---------- RAW DATA ----------

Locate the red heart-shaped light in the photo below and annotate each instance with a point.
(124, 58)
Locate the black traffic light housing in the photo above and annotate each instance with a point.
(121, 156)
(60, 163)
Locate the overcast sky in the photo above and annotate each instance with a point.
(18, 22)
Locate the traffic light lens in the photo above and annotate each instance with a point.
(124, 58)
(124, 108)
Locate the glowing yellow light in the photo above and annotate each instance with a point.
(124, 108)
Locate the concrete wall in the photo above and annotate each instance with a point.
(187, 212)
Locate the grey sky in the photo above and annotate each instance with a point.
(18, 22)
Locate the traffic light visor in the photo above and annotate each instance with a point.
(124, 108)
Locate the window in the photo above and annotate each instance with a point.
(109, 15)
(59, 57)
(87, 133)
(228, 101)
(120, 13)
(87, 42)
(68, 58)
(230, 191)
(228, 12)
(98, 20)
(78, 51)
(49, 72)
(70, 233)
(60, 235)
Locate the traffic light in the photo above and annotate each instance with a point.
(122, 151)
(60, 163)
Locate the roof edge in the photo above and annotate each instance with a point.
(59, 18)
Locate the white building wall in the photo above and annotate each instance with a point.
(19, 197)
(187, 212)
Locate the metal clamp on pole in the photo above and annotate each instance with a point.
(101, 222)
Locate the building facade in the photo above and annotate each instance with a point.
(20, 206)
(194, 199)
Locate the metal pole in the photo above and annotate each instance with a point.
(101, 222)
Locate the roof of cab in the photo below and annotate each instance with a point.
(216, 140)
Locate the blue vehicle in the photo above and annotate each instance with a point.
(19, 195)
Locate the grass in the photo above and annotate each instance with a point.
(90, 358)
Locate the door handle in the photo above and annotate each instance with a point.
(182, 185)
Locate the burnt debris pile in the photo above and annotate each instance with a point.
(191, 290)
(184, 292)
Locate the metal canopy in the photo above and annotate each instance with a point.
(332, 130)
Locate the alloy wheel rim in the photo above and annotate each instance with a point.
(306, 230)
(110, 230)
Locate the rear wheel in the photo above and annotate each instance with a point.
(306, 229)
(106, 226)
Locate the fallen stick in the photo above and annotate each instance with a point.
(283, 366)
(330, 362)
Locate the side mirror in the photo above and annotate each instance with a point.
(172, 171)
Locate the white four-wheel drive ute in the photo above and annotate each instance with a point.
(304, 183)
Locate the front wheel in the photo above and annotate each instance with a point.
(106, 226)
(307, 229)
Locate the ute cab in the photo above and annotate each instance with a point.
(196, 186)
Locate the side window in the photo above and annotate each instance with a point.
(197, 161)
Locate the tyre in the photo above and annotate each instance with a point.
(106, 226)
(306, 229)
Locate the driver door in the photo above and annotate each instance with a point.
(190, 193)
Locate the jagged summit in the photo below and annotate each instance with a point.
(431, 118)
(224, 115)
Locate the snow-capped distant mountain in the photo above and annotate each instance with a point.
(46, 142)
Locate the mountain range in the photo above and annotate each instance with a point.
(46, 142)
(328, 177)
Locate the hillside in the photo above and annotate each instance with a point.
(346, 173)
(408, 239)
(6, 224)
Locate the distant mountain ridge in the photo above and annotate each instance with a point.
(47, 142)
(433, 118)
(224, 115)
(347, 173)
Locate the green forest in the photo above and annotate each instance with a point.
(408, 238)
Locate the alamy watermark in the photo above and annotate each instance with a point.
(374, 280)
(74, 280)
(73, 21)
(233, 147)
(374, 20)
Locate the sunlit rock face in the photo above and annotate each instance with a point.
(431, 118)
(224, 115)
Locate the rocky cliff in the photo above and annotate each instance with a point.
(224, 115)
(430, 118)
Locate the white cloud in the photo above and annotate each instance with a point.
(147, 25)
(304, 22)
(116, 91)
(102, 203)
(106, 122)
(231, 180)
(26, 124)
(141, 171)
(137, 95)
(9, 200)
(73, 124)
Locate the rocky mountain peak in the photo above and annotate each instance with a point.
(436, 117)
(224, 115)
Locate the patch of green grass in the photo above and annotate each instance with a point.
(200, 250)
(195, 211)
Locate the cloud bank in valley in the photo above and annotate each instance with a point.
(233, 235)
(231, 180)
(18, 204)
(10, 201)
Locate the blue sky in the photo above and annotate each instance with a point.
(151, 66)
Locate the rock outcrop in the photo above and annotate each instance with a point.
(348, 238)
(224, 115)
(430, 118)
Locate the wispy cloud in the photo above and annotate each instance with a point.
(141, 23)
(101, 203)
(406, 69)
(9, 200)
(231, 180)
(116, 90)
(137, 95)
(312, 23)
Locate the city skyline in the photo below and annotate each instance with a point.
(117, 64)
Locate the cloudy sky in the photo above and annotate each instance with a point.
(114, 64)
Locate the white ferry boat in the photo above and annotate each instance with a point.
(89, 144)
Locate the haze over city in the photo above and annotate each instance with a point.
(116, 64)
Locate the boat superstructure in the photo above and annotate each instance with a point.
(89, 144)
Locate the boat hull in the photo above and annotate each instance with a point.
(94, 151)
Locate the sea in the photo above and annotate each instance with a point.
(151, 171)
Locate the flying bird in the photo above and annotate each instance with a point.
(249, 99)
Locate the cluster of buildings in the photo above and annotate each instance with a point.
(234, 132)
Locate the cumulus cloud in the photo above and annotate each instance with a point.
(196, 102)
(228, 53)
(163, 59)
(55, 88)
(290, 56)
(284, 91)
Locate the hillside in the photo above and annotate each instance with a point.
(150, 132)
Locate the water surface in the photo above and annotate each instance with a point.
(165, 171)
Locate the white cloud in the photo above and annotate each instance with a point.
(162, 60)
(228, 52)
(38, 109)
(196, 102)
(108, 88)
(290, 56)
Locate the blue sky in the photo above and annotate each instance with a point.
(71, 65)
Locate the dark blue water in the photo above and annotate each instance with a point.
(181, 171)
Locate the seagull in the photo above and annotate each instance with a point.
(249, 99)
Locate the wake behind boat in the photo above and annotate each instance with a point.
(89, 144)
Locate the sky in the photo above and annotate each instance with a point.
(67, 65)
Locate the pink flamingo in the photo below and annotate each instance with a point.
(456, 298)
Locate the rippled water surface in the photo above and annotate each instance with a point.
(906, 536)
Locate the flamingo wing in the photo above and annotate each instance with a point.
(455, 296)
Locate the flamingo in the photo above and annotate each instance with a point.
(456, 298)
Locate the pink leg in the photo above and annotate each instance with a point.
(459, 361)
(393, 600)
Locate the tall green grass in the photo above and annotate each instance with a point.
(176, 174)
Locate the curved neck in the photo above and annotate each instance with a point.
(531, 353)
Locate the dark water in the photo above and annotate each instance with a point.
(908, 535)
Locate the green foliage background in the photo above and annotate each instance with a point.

----------

## WORK TO DO
Rewrite every line of the records, swapping each "annotate" for "mark" and keeping all other text the same.

## RESULT OF THIS TASK
Locate the red heart-shaped light in the photo below and mark each instance with a point.
(124, 58)
Locate the black traffic light housing in the photo above and mark each instance with a point.
(121, 156)
(60, 163)
Locate the overcast sky in the photo above and mark each instance with a point.
(18, 22)
Locate the traffic light lens in the photo above and mark each instance with a point.
(124, 58)
(124, 108)
Locate the glowing yellow light in the photo above and mark each instance with a point.
(124, 108)
Locate the concrete wall in the photo above and mark each instance with a point.
(187, 212)
Locate the grey sky in the photo above and mark each instance with a point.
(18, 22)
Locate the traffic light visor in the photo above and mark each instance with a point.
(124, 108)
Locate the window in the photo above and mark each instance with a point.
(109, 15)
(59, 57)
(87, 133)
(228, 101)
(120, 13)
(87, 42)
(68, 58)
(230, 191)
(228, 12)
(98, 20)
(78, 51)
(49, 72)
(70, 233)
(60, 235)
Locate the traffic light in the photo above and mark each instance with a point.
(122, 151)
(60, 163)
Locate the roof edge in the photo above and mark each instance with a point.
(59, 18)
Locate the white building wall in the photo above and mark each instance with a point.
(19, 197)
(187, 212)
Locate the metal clamp on pole in the photo above and mark each instance with a point.
(101, 222)
Locate the building facade in the photo above and mark each instance with a point.
(20, 206)
(194, 199)
Locate the metal pole in the photo above and mark each instance with a point.
(101, 222)
Locate the roof of cab in the photo below and mark each instance with a point.
(216, 140)
Locate the blue vehicle in the photo above and mark each instance with a point.
(19, 195)
Locate the grass in the photo above and mark each instance with a point.
(90, 358)
Locate the door handle in the photo above and mark each instance with a point.
(182, 185)
Locate the burnt debris pile in the photo above and mark each instance with a point.
(191, 290)
(184, 292)
Locate the metal canopy in the photo above and mark each instance with a point.
(332, 130)
Locate the alloy wheel rim in the photo above and mark each instance with a point.
(306, 230)
(110, 230)
Locate the rear wheel in the photo above and mark each instance with a point.
(306, 229)
(106, 226)
Locate the fallen stick in the photo above and mark each instance with a point.
(283, 366)
(330, 362)
Locate the side mirror in the photo above and mark each instance with a point.
(172, 171)
Locate the white four-wheel drive ute in the photo above and mark each instance with a point.
(304, 183)
Locate the front wheel in the photo above and mark each instance with a point.
(106, 226)
(307, 229)
Locate the ute cab in the photo above and mark each instance with a point.
(196, 186)
Locate the side window in the photo above and mark each instance with a point.
(197, 161)
Locate the tyre in the photo above and mark each instance with a point.
(106, 226)
(306, 229)
Locate the driver door in the photo above and mark each instance with a point.
(190, 193)
Locate the jagged summit in the photo below and mark each instance with a point.
(431, 118)
(224, 115)
Locate the snow-capped distant mountain in the photo above and mark each instance with a point.
(46, 142)
Locate the mountain range in the photo above and mark each instance with a point.
(46, 142)
(328, 177)
Locate the hillside in the photo above and mark each instance with a point.
(346, 173)
(408, 239)
(6, 224)
Locate the distant mountain ridge in the photo above and mark each instance with a point.
(47, 142)
(433, 118)
(224, 115)
(347, 173)
Locate the green forest in the photo above and mark each instance with a point.
(408, 238)
Locate the alamy watermark in the photo above and mark each instance with a point.
(374, 280)
(74, 280)
(73, 21)
(233, 147)
(374, 20)
Locate the sunlit rock face in the photo above and mark each instance with a point.
(431, 118)
(224, 115)
Locate the rocky cliff in the photo above and mark each instance with a point.
(224, 115)
(430, 118)
Locate the white cloud in the photo above and mark each instance with a point.
(147, 25)
(304, 22)
(116, 91)
(102, 203)
(106, 122)
(231, 180)
(26, 124)
(141, 171)
(137, 95)
(9, 200)
(73, 124)
Locate the rocky mountain peak in the photo above and mark each instance with a point.
(436, 117)
(224, 115)
Locate the patch of green grass in the photo above and mark each instance with a point.
(200, 250)
(195, 211)
Locate the cloud bank in valley in the photo above and mark each instance with a point.
(233, 235)
(231, 180)
(18, 204)
(10, 201)
Locate the blue sky in the photo above and mark each instance with a point.
(151, 66)
Locate the rock outcrop in the photo above and mark each instance with a point.
(348, 238)
(224, 115)
(430, 118)
Locate the wispy cloud in the photo above and mark each instance with a point.
(141, 23)
(101, 203)
(406, 69)
(9, 200)
(231, 180)
(116, 90)
(137, 95)
(312, 23)
Locate the city skyline in the photo below and mark each instance with a point.
(117, 64)
Locate the cloudy sky in the photo above and mark each instance with a point.
(114, 64)
Locate the white ferry boat in the photo above and mark each instance with a point.
(89, 144)
Locate the haze over city in the photo above and mark each instance with a point.
(116, 64)
Locate the boat superstructure in the photo above and mark each instance with a point.
(89, 144)
Locate the boat hull in the photo above and mark each instance with a point.
(94, 151)
Locate the sea in the photo above and mark each instance with a point.
(151, 171)
Locate the flying bird in the photo above and mark each instance with a point.
(249, 99)
Locate the cluster of buildings in the photo above and mark each instance with a point.
(234, 132)
Locate the cumulus cloud in the photo above and mark each instance with a point.
(196, 102)
(228, 53)
(163, 59)
(55, 88)
(290, 56)
(284, 91)
Locate the hillside in the photo above and mark each instance with a point.
(150, 132)
Locate the water surface in the photo above and mark each instance with a point.
(165, 171)
Locate the white cloud in the photo above and mark each instance with a point.
(162, 60)
(228, 52)
(38, 109)
(196, 102)
(108, 88)
(290, 56)
Locate the blue sky in the photo above and mark each instance with a point.
(71, 65)
Locate the dark blue water in the photo above and mark each instance with a point.
(181, 171)
Locate the seagull in the photo above and mark each instance with a point.
(249, 99)
Locate the wake behind boat in the photo above and mark each instance with a point.
(89, 144)
Locate the sky in the photo above and mark each instance with a point.
(67, 65)
Locate the pink flamingo in the photo below and mark each instance with a point.
(456, 298)
Locate the rippled water surface in the photo above and mark each instance with a point.
(906, 536)
Locate the flamingo wing in the photo above and mark each instance with a point.
(455, 296)
Locate the flamingo in the photo above and mark each instance with a point.
(456, 298)
Locate the pink leg in the photo above and mark each instance with a point.
(459, 361)
(393, 600)
Locate the tall green grass in the photo above and mark each instance with a point.
(176, 174)
Locate the curved neck in the photo above and mark each instance with a point.
(531, 353)
Locate the dark water in the photo above and mark each instance with a point.
(908, 535)
Locate the green foliage background in the photo above and mark each instance with a point.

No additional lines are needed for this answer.